• _PROVIDED INFORMATION_
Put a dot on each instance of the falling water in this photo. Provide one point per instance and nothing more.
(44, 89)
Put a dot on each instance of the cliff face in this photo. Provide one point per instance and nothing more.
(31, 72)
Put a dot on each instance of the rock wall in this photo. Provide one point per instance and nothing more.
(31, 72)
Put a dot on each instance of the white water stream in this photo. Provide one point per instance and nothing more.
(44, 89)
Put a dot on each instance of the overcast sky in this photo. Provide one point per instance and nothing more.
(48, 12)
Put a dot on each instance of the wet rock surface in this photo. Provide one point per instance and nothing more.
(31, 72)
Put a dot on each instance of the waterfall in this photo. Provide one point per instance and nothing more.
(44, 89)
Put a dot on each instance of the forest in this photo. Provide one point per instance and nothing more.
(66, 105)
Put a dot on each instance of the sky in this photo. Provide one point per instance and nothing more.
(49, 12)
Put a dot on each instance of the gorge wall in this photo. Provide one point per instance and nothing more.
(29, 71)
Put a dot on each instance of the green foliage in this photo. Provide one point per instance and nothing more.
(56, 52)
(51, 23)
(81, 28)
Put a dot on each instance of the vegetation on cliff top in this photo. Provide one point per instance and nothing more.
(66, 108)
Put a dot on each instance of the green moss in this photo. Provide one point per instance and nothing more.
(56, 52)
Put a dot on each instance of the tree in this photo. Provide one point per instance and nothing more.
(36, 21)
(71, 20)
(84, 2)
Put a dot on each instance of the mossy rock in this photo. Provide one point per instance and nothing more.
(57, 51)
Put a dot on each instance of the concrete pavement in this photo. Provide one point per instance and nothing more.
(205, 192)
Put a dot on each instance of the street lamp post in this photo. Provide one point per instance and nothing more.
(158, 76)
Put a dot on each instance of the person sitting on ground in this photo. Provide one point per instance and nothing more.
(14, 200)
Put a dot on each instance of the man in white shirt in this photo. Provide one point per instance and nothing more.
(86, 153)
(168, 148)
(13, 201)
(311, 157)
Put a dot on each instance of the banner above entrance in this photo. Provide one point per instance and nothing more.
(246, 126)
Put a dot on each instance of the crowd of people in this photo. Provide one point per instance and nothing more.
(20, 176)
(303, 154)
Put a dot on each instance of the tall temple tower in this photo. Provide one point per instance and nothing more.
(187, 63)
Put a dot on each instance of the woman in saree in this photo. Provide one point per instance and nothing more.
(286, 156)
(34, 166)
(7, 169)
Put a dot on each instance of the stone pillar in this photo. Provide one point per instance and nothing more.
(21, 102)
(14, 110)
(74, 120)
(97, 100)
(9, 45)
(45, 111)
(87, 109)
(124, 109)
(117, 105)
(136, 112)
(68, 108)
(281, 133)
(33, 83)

• _DIRECTIVE_
Replace "stone pillar" with "stone column" in the part of the data that opens with the line containing "Put a dot on each instance of the tall" and closes at the end of the data. Give only that part, with everything else unchanged.

• _RESULT OF THE TASK_
Put a dot on each instance of the tall temple tower in this photo. Provide one point per instance and nothing more.
(187, 63)
Put a dot on each instance of the woman in saree in this photo. Provide one point per instance and nothing more.
(286, 156)
(34, 166)
(7, 169)
Put a dot on each instance of the stone column in this photo. Provide one point per instance and nothing more.
(21, 102)
(14, 110)
(74, 120)
(97, 100)
(9, 45)
(45, 111)
(87, 109)
(124, 109)
(117, 105)
(136, 112)
(68, 108)
(281, 133)
(33, 83)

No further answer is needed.